▸ **Page**
################

Not that Wallis has time for sleep. Since January, he has been feverishly amassing frequent-flier miles promoting his new book, God's Politics, which slaps both liberals and conservatives for allowing Christianity to become a political tool serving the "pro-rich, pro-war, and only pro-American" agenda of the far right. In addition to the usual booksignings, Wallis has been spreading his gospel at churches coast-to-coast, in scores of op-eds and news stories, and on every political chat-fest from "The O'Reilly Factor" to the "Daily Show." More privately, he is providing politico-spiritual counsel to an electorally shell-shocked Democratic Party understandably charmed by his contention that the right's myopic obsession with abortion and gay rights is nothing short of "bad theology." And, all the while, Wallis keeps one eye on his day jobs as editor of Sojourners, the liberal Christian magazine he co-founded in 1971; president of Call to Renewal, the anti-poverty coalition he formed in 1995; visiting lecturer at Harvard, where he teaches a course on "Faith, Politics, and Society"; and father of two young boys, ages two and six. A man half Wallis's 56 years would be tempted to plead for a less punishing schedule, but the veteran activist embraces the current whirlwind as the providential opportunity of a lifetime.
Since his student days in the civil rights and antiwar movements, Wallis has been struggling to mobilize Christians against social problems traditionally identified as concerns of the political left, such as poverty and racism. But, in U.S. religious circles, such issues have long taken a backseat--especially in the political arena--to matters of personal morality like abortion and gay rights. Even Wallis admits that, despite years of sustained effort by Sojourners and Call to Renewal, the crusade to expand Americans' faith-based agenda has had limited success. "We'd be doing stuff, and I'd keep thinking, 'This is gonna really break through,'" he recalls. "But, the truth is, it has felt like a monologue of the religious right when it comes to values and politics and faith." Wallis harrumphs with disgust--his energy level rising along with his irritation--at how the left simply "handed over religion and values," a move he regards as "the biggest mistake progressives have made in decades." He marvels, "So then the right says, 'Thank you very much. Now we'll define religion in totally partisan ways. It will be a wedge and a weapon to divide and conquer for our partisan agenda.'"
But, according to Wallis, all that is about to change. Thanks to the prominent role "moral values" voters ostensibly played in reelecting George W. Bush, all of America is buzzing about the political power of religion. The mainstream press is suddenly fascinated by Christian culture, while panicked Democrats have vowed to shed their image as out-of-touch with--if not downright hostile to--people of faith. In turn, believers of all stripes are rushing to seize the moment.Even as the right wields its new electoral clout against gay marriage and judicial activism, members of what could loosely be termed the religious non-right are speaking out in an effort to change the public perception of what it means to be a Christian--and, more specifically, what it means to vote like one. These activists include not just liberals like Wallis, but more politically conservative players like Rich Cizik, vice president of governmental affairs at the National Association for Evangelicals (NAE), an umbrella group representing some 45,000 churches. The NAE's membership trends more Republican than Democrat. Even so, much like Wallis, the association laments the narrow agenda of the far right and has launched its own effort to steal some of the political spotlight and energy from the family values warriors. While it's fine for the religious right--"God bless 'em"--to focus solely on matters of personal morality, says Cizik, "I think we're ready to begin engaging on a whole plethora of issues." Or, as Wallis has taken to declaring--with the ringing satisfaction of a man who has labored more than three decades for this moment--"The monologue of the religious right is now over."

################

▸ **Problem 1**
In the records, swap "green grass patch" for "moss-covered patch" from the line with "Query: green grass patch" up to and including the line with "111), (81, 111)]", and reproduce those lines with everything else unchanged.

################

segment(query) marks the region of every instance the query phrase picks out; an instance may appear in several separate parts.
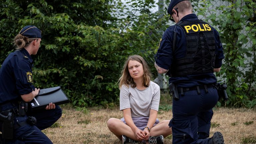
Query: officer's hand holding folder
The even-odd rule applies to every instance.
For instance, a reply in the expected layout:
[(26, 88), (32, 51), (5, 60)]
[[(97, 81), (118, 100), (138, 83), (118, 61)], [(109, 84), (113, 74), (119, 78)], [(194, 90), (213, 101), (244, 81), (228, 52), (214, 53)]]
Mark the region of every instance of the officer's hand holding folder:
[(59, 86), (41, 89), (38, 95), (29, 102), (32, 110), (45, 108), (52, 102), (55, 105), (68, 103), (69, 100)]

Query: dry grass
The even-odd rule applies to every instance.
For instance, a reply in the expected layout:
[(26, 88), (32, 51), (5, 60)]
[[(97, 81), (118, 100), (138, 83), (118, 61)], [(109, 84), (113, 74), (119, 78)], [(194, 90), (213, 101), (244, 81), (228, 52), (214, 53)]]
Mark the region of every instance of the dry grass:
[[(76, 110), (62, 105), (62, 117), (54, 125), (43, 131), (54, 144), (121, 144), (108, 130), (106, 122), (110, 118), (122, 117), (118, 107), (112, 109), (94, 107)], [(170, 119), (171, 107), (164, 105), (158, 117)], [(164, 109), (164, 110), (163, 110)], [(216, 108), (212, 120), (210, 136), (214, 132), (223, 134), (226, 144), (256, 143), (256, 111), (245, 109)], [(171, 144), (171, 136), (165, 139)]]

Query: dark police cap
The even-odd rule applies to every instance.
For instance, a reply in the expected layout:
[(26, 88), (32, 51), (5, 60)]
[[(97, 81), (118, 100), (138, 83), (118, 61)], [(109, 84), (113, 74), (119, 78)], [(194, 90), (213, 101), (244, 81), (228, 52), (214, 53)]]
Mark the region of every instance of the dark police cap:
[(35, 26), (28, 25), (24, 27), (19, 34), (29, 38), (41, 38), (41, 31)]
[(171, 2), (170, 3), (169, 6), (168, 7), (168, 9), (167, 10), (167, 12), (170, 14), (172, 15), (172, 11), (173, 9), (173, 7), (174, 7), (176, 4), (178, 4), (180, 2), (181, 2), (182, 1), (184, 1), (185, 0), (172, 0), (171, 1)]

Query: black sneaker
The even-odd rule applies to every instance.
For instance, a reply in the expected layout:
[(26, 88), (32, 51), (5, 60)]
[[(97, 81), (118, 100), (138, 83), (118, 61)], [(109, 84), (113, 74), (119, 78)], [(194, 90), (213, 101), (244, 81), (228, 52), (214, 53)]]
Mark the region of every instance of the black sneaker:
[(136, 141), (132, 139), (130, 139), (128, 137), (122, 135), (122, 143), (123, 144), (135, 144)]
[(216, 132), (212, 137), (211, 144), (224, 144), (224, 139), (220, 132)]
[(164, 137), (162, 135), (156, 137), (152, 136), (148, 139), (149, 144), (164, 144)]

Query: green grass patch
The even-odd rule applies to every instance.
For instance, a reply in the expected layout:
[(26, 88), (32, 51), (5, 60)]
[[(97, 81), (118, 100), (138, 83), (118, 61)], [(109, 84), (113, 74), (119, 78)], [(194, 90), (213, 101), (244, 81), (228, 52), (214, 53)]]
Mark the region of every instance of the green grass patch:
[(169, 139), (169, 140), (172, 139), (172, 134), (170, 135), (168, 135), (168, 136), (167, 136), (165, 137), (165, 138), (164, 138), (164, 139)]
[(236, 126), (238, 124), (238, 122), (235, 122), (231, 123), (231, 125), (232, 126)]
[(50, 128), (55, 128), (57, 127), (62, 127), (61, 126), (61, 125), (60, 123), (59, 123), (58, 122), (56, 122), (55, 123), (54, 123), (52, 125), (49, 127)]
[(251, 144), (256, 143), (256, 136), (250, 135), (247, 137), (243, 137), (242, 139), (242, 144)]
[(166, 104), (159, 106), (159, 110), (168, 111), (172, 110), (172, 106), (171, 105)]
[(218, 127), (220, 126), (220, 124), (217, 122), (212, 122), (211, 123), (211, 127), (212, 128)]
[(253, 123), (253, 121), (247, 121), (244, 123), (244, 124), (246, 125), (249, 125)]
[(90, 123), (91, 122), (91, 121), (90, 120), (86, 120), (82, 121), (79, 121), (77, 122), (77, 123), (78, 124), (87, 124)]
[(83, 112), (83, 113), (85, 114), (87, 114), (90, 112), (90, 111), (88, 110), (85, 107), (75, 107), (76, 110), (77, 111), (81, 111)]

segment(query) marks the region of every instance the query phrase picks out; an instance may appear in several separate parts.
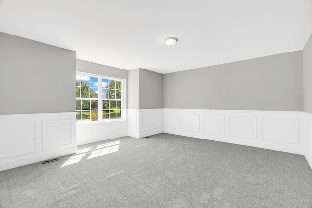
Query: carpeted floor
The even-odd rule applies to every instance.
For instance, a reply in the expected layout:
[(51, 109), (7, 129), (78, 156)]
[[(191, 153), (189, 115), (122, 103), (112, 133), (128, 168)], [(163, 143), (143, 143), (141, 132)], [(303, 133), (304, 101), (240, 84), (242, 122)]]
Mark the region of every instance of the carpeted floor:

################

▸ **Problem 2**
In the article on Wallis, what is the name of the course he teaches at Harvard?

▸ **Finished answer 1**
Query: moss-covered patch
The even-odd rule applies to every instance.
For instance, a reply in the expected layout:
[(26, 88), (32, 51), (5, 60)]
[[(97, 81), (118, 100), (138, 83), (118, 61)], [(109, 84), (113, 74), (119, 78)], [(194, 90), (213, 101), (244, 81), (228, 52), (214, 53)]]
Mark the region of every instance of the moss-covered patch:
[(169, 139), (169, 140), (172, 139), (172, 134), (170, 135), (168, 135), (168, 136), (167, 136), (165, 137), (165, 138), (164, 138), (164, 139)]
[(236, 126), (238, 124), (238, 122), (235, 122), (231, 123), (231, 125), (232, 126)]
[(50, 128), (55, 128), (57, 127), (62, 127), (61, 126), (61, 125), (60, 123), (59, 123), (58, 122), (56, 122), (55, 123), (54, 123), (52, 125), (49, 127)]
[(251, 144), (256, 143), (256, 136), (250, 135), (247, 137), (243, 137), (242, 139), (242, 144)]
[(166, 104), (159, 106), (159, 110), (168, 111), (172, 110), (172, 106), (171, 105)]
[(218, 127), (220, 126), (220, 124), (217, 122), (212, 122), (211, 123), (211, 127), (212, 128)]
[(253, 123), (253, 121), (247, 121), (244, 123), (244, 124), (246, 125), (249, 125)]
[(90, 123), (91, 122), (91, 121), (90, 120), (86, 120), (82, 121), (79, 121), (77, 122), (77, 123), (78, 124), (87, 124)]
[(83, 112), (83, 113), (85, 114), (87, 114), (90, 112), (90, 111), (88, 110), (85, 107), (75, 107), (76, 110), (77, 111), (81, 111)]

▸ **Finished answer 2**
"Faith, Politics, and Society."